§ **Data**
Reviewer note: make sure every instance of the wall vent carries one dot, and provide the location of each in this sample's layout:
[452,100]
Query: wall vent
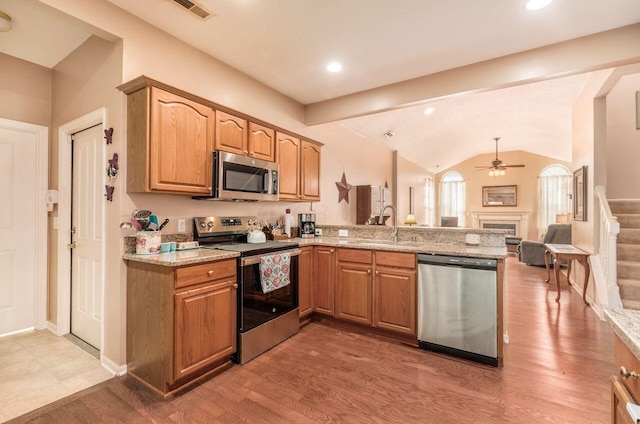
[195,8]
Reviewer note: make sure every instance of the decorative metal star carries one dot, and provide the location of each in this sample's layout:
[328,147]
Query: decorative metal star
[343,189]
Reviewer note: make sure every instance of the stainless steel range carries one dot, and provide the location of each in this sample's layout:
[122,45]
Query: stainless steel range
[267,283]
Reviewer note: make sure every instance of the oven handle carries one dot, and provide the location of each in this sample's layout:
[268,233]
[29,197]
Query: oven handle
[252,260]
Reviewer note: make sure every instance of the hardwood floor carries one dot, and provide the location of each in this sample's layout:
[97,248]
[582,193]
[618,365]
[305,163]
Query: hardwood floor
[557,368]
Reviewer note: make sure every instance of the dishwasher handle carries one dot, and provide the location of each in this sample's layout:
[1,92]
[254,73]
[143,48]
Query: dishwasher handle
[457,261]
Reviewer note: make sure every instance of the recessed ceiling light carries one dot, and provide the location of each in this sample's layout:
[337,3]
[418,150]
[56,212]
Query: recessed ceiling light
[334,67]
[538,4]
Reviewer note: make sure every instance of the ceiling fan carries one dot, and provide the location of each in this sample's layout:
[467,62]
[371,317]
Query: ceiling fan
[497,166]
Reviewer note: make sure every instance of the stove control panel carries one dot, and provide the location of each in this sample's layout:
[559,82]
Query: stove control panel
[213,225]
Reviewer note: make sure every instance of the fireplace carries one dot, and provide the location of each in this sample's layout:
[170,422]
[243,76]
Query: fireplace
[517,223]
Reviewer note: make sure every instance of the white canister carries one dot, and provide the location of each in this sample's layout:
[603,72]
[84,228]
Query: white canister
[148,242]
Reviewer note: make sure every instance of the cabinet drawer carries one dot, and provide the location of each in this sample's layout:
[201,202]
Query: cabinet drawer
[206,272]
[395,259]
[355,255]
[622,357]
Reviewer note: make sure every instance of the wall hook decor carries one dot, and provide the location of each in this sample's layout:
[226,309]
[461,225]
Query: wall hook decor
[112,168]
[108,135]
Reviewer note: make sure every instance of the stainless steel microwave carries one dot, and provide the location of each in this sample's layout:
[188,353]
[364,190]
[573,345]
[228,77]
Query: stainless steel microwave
[237,177]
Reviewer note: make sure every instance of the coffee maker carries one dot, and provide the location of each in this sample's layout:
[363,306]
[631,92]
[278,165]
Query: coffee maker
[307,222]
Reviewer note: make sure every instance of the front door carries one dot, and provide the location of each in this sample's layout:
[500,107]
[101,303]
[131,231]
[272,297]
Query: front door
[87,235]
[18,194]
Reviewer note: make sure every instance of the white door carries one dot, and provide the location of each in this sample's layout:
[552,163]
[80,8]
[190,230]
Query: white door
[87,264]
[18,191]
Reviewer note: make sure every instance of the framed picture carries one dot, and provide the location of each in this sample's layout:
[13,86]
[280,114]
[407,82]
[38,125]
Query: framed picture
[580,194]
[500,196]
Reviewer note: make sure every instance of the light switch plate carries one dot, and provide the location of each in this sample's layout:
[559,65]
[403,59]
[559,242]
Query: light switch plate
[472,239]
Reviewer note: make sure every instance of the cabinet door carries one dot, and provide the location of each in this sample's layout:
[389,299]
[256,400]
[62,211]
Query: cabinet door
[310,172]
[288,156]
[205,327]
[394,300]
[324,266]
[231,134]
[619,399]
[353,292]
[181,142]
[305,281]
[262,142]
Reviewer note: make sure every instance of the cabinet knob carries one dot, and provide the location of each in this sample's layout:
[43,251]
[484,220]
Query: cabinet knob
[626,374]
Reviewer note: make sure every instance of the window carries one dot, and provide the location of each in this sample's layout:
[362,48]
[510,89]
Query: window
[554,190]
[452,192]
[430,202]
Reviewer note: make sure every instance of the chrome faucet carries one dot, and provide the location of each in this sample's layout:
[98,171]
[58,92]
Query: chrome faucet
[394,230]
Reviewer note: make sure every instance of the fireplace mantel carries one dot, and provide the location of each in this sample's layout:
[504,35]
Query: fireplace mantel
[520,218]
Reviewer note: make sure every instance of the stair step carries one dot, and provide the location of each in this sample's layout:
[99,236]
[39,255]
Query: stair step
[631,304]
[629,236]
[628,270]
[628,252]
[629,289]
[629,220]
[623,206]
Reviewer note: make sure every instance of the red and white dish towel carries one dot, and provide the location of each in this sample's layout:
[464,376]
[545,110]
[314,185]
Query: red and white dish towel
[274,271]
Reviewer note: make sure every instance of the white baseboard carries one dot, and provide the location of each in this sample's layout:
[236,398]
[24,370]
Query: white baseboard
[112,367]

§ **Your task**
Give an exact copy of the listing above that leaves out every picture.

§ **Result for this task**
Reviewer note: make sure every instance of the wall vent carries one dot, and provide the location of each in this sample's layout:
[452,100]
Query: wall vent
[195,8]
Reviewer note: make sure every instance of the decorative metal star carries one dot, and provide the location of each in this sample's layout:
[328,147]
Query: decorative metal star
[343,189]
Reviewer note: make sure every instance of the stainless steel range carries one dot, and provide the location of each in this sample's layout:
[122,45]
Query: stainless steel range
[267,283]
Reviewer note: make sure every instance of the oven handle carries one dot, and provide the location of each in this sample's layout:
[268,233]
[29,197]
Query: oven handle
[252,260]
Reviewer note: make sure every instance of the hardwood floor carries one dot, and provide the location of each in this sample's layout:
[97,248]
[582,193]
[618,365]
[305,163]
Query: hardwood floor
[557,368]
Reviewer note: make sure every instance of the dishwasher handle carries one dot, and provide the location of each in this sample's layout:
[1,92]
[254,73]
[143,48]
Query: dishwasher handle
[457,261]
Reviewer note: make sure every instance of the recessed ceiling light carries one dot, and provide the location of each in this sample's layout:
[337,3]
[418,150]
[56,212]
Query: recessed ceiling light
[334,67]
[538,4]
Reviewer note: make sure every instance of the ceiling fan carries one dot, and provide the location of each in this sample's layout:
[467,62]
[371,317]
Query: ceiling fan
[497,166]
Reviewer note: make sure every instance of the stove control panel carries one dot, and provide the location of each in this sample's layout:
[559,82]
Query: stove control panel
[213,225]
Reviewer note: make sure every instance of the fireplace carries one dot, and provide the location of each in this sample's layout:
[170,422]
[243,76]
Query: fireplace
[517,223]
Reviewer note: make sure every instance of the white canister carries one dot, and provide the location of each in this sample's layout:
[603,72]
[84,228]
Query: white canister
[148,242]
Reviewer note: make sure every instance of the cabinet drawer carries one dot, and provide the location of each in this sample's layout:
[201,202]
Query: cabinet drawer
[206,272]
[395,259]
[355,255]
[622,357]
Reviewer note: make sure every instance of the wall hook decor carries one dot, and provide the location of each in this sample's layout:
[226,309]
[461,225]
Query: wall hook decor
[112,168]
[108,135]
Reviewer note: make sure every instance of the stainless steel microwave carries one dot, and provide the location of each in this sample's layout:
[188,353]
[364,190]
[573,345]
[228,77]
Query: stainless steel microwave
[237,177]
Reviewer note: make sure every instance of the coffee maker carries one dot, and provide the location of each in this sample's layout:
[363,306]
[631,92]
[278,165]
Query: coffee maker
[307,222]
Reviewer note: make sure every instance of the front door carries one dot, and provide the location of each in this sample's layout:
[500,107]
[101,303]
[131,231]
[272,297]
Query: front door
[87,235]
[18,194]
Reviewer note: make sure every instance of the white door carries one dot, and provide the location of each in this sample's layout:
[552,163]
[80,8]
[190,230]
Query: white door
[87,264]
[18,191]
Reviewer note: make sure every instance of the framed picture carries one dot, and provide the location of each in this sample's layout:
[13,86]
[280,114]
[407,82]
[38,125]
Query: framed picture
[580,194]
[500,196]
Reviewer note: make sure every instance of the light switch plate carries one dot, and provide the location of each in this sample's layout:
[559,65]
[403,59]
[559,242]
Query: light switch plate
[472,239]
Reviewer note: make sure every instance of the cabinet door carries one dot, and provide the location of each in this sample's layout:
[389,299]
[256,400]
[62,211]
Query: cabinet door
[310,172]
[288,156]
[205,327]
[394,300]
[324,266]
[231,134]
[619,399]
[353,292]
[181,142]
[305,281]
[262,142]
Reviewer note: make sure every instance of the cabinet knob carries one dot, and provide the location of each in this sample's layout:
[43,251]
[484,220]
Query: cabinet knob
[626,374]
Reviewer note: make sure every instance of the window carries one dot, and provide the location of each in this sample's layout:
[362,48]
[510,89]
Query: window
[554,190]
[452,192]
[430,202]
Reviewer note: make sure every instance of the chrome faucet carries one dot, and provide the location of each in this sample's layout:
[98,171]
[58,92]
Query: chrome faucet
[394,230]
Reviewer note: make sure every instance of the fireplace mantel carries one dot, and provide the location of each in this sample's layout:
[504,35]
Query: fireplace mantel
[520,218]
Reviewer note: make sure every instance of the stair step carries one dot, and provide the location of each in this sample's layout:
[99,236]
[39,255]
Query: stair step
[631,304]
[629,236]
[628,270]
[628,252]
[629,289]
[629,220]
[623,206]
Reviewer note: make sure every instance of the red and white dish towel carries one dot, and provide the location of each in this sample's layout:
[464,376]
[545,110]
[314,185]
Query: red and white dish towel
[274,271]
Reviewer note: make sure every instance of the white baseboard carries one dot, and provide the location of each in this sample's layout:
[236,398]
[24,370]
Query: white baseboard
[112,367]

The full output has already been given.